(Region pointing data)
---

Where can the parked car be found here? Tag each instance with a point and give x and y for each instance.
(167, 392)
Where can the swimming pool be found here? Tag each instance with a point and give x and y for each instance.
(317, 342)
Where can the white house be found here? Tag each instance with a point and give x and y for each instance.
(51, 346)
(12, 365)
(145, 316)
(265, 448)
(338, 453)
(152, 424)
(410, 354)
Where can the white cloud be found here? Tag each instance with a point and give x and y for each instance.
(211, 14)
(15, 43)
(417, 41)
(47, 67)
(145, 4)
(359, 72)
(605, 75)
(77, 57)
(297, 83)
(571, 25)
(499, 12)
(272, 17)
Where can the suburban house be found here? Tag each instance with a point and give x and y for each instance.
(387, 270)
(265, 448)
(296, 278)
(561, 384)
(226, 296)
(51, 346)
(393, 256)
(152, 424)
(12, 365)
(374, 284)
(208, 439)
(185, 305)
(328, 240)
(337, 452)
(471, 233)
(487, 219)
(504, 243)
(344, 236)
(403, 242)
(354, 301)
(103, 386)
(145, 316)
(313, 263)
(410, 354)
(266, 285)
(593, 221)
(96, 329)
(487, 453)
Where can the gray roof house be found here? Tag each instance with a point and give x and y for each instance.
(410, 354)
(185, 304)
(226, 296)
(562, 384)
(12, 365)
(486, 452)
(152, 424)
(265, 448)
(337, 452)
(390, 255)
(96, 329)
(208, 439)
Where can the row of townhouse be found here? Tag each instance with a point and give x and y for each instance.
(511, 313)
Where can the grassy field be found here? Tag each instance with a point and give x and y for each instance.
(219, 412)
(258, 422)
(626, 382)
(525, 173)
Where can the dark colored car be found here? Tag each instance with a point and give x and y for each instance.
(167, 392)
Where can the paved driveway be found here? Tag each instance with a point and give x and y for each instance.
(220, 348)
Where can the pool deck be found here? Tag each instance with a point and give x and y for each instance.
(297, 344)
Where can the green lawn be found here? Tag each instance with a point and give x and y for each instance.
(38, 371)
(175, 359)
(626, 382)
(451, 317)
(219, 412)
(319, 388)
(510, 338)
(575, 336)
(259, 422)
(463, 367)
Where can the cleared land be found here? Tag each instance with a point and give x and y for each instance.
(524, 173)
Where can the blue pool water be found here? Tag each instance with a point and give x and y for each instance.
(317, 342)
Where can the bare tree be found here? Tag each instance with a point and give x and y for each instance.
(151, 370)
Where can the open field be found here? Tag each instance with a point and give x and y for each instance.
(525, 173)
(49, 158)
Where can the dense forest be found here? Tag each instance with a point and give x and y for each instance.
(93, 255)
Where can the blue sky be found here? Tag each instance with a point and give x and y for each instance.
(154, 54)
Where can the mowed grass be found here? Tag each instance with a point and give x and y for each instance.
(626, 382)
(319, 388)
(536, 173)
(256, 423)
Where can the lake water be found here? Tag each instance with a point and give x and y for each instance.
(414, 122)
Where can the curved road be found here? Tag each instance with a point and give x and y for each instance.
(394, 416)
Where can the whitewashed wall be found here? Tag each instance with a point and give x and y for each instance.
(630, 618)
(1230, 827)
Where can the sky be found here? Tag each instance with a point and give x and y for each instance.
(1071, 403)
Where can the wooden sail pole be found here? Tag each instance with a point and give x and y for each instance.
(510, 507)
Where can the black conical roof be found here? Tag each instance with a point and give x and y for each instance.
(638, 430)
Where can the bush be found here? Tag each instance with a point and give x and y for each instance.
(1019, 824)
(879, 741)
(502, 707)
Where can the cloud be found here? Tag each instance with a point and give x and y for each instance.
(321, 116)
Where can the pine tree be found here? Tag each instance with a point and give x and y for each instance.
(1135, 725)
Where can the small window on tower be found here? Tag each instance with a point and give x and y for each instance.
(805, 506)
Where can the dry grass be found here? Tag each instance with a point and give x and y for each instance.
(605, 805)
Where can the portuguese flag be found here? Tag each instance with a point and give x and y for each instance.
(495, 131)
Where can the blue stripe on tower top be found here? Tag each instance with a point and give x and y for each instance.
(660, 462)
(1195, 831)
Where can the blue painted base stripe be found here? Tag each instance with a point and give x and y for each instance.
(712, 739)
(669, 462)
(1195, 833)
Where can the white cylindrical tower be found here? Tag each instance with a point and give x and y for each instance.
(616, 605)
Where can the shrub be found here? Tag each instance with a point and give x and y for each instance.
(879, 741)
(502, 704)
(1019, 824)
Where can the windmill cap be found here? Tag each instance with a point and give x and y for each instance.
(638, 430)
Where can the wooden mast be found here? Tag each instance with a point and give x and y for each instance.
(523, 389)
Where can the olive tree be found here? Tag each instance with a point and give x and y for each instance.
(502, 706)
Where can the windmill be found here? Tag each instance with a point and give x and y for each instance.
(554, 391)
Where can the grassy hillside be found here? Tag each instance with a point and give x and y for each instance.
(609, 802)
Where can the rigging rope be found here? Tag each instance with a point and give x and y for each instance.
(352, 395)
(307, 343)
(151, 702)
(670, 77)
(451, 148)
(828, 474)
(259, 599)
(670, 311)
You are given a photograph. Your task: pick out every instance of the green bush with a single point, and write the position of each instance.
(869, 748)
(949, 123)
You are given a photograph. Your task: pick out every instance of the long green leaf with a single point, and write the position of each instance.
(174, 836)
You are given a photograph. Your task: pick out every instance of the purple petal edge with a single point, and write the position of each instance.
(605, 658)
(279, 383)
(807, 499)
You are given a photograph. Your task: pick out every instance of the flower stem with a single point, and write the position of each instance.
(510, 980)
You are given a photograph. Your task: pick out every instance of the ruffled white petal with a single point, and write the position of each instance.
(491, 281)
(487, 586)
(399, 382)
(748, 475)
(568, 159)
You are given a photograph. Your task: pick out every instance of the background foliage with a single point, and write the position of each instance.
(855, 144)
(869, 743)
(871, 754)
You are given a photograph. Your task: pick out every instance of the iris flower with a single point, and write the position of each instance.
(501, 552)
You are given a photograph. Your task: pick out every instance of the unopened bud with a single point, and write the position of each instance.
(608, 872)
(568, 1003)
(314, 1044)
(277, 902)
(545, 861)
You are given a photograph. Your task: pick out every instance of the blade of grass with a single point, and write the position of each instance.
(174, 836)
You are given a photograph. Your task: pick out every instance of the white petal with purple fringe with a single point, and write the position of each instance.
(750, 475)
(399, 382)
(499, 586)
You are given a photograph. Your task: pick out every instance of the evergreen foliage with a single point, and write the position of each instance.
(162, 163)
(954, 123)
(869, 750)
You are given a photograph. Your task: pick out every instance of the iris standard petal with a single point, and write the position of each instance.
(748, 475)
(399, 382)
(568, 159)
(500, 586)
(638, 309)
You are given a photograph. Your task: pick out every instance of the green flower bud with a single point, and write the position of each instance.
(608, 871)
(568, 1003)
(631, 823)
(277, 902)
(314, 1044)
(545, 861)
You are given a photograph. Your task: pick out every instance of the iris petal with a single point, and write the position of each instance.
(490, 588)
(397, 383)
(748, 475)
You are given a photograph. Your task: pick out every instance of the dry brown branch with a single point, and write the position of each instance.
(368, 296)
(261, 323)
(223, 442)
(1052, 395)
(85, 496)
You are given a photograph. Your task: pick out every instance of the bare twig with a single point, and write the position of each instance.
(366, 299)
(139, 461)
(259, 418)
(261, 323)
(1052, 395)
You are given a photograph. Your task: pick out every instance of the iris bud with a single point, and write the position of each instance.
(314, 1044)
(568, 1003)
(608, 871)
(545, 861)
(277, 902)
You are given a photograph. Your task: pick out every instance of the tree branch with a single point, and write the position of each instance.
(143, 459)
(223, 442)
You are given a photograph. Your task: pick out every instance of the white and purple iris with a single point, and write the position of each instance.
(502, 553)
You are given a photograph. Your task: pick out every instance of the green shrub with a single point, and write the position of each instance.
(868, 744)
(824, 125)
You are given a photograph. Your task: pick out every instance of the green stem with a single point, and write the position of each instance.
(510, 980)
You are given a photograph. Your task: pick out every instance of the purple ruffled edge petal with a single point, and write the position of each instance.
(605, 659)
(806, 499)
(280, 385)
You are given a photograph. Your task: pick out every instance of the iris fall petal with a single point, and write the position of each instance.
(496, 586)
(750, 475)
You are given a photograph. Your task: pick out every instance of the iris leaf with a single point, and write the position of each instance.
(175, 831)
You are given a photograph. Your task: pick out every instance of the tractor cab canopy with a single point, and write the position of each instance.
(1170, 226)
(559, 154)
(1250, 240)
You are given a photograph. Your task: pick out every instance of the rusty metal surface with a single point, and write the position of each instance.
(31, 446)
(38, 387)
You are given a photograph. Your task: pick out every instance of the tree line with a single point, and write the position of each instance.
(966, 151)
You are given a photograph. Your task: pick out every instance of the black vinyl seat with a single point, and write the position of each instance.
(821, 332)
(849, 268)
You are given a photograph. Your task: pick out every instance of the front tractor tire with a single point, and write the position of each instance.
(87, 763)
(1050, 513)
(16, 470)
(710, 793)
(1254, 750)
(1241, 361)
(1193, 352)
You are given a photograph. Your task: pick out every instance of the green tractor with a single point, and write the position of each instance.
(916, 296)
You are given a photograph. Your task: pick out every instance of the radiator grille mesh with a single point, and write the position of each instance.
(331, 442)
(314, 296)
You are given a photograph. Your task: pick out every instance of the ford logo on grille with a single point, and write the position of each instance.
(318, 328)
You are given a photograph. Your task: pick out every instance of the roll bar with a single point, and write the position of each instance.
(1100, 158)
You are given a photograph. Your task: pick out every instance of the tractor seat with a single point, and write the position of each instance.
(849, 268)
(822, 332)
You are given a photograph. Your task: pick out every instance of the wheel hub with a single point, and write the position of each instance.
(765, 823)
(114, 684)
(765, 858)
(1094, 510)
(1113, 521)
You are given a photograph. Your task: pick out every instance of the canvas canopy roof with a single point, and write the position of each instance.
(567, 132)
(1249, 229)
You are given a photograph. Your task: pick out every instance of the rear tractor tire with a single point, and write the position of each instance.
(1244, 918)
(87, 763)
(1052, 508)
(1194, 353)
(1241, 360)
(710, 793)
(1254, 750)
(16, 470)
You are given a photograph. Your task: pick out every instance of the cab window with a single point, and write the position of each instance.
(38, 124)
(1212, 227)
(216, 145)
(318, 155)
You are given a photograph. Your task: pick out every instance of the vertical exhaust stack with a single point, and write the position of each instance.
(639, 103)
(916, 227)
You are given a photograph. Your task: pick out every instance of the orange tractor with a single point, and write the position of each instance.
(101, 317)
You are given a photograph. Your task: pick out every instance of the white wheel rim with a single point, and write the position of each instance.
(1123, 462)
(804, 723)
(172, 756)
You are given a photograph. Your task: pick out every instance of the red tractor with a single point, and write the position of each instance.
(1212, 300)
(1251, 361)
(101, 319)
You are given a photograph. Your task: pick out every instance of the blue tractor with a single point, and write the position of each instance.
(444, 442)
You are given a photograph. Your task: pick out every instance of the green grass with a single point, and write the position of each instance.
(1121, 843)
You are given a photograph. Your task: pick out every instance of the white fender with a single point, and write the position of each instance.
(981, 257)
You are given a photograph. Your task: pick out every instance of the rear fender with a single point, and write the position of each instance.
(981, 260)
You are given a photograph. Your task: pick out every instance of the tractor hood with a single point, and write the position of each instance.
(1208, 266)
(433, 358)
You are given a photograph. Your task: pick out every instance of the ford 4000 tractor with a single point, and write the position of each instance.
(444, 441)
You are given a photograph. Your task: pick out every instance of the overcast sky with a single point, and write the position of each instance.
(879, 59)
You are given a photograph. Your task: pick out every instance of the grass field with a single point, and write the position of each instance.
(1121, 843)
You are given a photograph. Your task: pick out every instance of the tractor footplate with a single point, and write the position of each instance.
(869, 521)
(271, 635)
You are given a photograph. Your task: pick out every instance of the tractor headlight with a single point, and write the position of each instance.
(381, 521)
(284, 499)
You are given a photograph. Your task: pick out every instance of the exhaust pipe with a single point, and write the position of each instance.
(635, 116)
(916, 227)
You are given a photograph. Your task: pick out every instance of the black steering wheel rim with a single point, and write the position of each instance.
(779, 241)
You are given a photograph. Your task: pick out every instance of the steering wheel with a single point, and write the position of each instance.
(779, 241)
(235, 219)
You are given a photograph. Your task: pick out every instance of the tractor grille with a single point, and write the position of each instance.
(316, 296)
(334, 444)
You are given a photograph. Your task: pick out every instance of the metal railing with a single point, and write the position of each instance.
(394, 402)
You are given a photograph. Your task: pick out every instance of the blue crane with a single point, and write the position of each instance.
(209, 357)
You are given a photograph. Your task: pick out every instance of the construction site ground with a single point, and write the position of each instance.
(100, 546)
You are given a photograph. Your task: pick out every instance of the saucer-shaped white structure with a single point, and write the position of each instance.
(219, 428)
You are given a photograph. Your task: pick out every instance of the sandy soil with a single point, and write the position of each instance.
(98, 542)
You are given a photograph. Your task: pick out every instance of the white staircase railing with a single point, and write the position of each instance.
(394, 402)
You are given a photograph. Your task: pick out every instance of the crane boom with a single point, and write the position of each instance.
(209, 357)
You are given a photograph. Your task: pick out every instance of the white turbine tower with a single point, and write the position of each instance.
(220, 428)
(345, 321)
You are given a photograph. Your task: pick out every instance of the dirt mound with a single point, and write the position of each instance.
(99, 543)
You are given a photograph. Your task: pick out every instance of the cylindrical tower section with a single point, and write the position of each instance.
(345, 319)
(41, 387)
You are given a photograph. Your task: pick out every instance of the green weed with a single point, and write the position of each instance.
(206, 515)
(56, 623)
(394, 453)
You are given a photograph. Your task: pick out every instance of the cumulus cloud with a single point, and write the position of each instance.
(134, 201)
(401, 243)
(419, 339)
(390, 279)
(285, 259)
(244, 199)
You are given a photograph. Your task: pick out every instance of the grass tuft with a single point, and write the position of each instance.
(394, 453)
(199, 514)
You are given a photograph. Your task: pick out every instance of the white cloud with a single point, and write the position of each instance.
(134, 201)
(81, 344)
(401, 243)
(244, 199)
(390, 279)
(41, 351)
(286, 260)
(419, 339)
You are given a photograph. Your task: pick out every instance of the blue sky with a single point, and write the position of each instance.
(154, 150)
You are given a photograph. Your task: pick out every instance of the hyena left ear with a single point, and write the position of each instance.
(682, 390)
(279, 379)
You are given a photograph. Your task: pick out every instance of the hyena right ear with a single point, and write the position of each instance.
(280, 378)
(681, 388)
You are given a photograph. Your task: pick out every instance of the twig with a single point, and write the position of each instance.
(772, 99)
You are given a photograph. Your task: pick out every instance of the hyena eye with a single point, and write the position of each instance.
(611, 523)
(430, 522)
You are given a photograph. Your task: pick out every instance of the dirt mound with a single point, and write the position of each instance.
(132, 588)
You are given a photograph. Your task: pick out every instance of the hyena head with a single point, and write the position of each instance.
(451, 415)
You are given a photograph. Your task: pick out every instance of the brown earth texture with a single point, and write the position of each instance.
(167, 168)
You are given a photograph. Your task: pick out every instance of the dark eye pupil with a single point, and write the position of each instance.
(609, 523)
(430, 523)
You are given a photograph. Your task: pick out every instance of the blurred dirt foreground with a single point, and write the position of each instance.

---

* **What is required**:
The answer must consist of the lines from the one with "the hyena head" through the final line of the entries above, exactly as they are, and nothing else.

* **Response for this exercise**:
You are given a photograph. Your task: pick out every instance of the hyena head with a single point, and write the position of each instance.
(451, 415)
You are given a photograph. Your task: pick out every instance of the brown earth texture with a single point, and write the position of each instance.
(167, 168)
You are given a photograph. Your task: pick out every instance of the dark eye pupil with a single point, and write the position of each instance.
(609, 523)
(430, 523)
You are given a photograph. Your task: pick out every instance of the blurred dirt foreground with a single point, and write the position of each instance.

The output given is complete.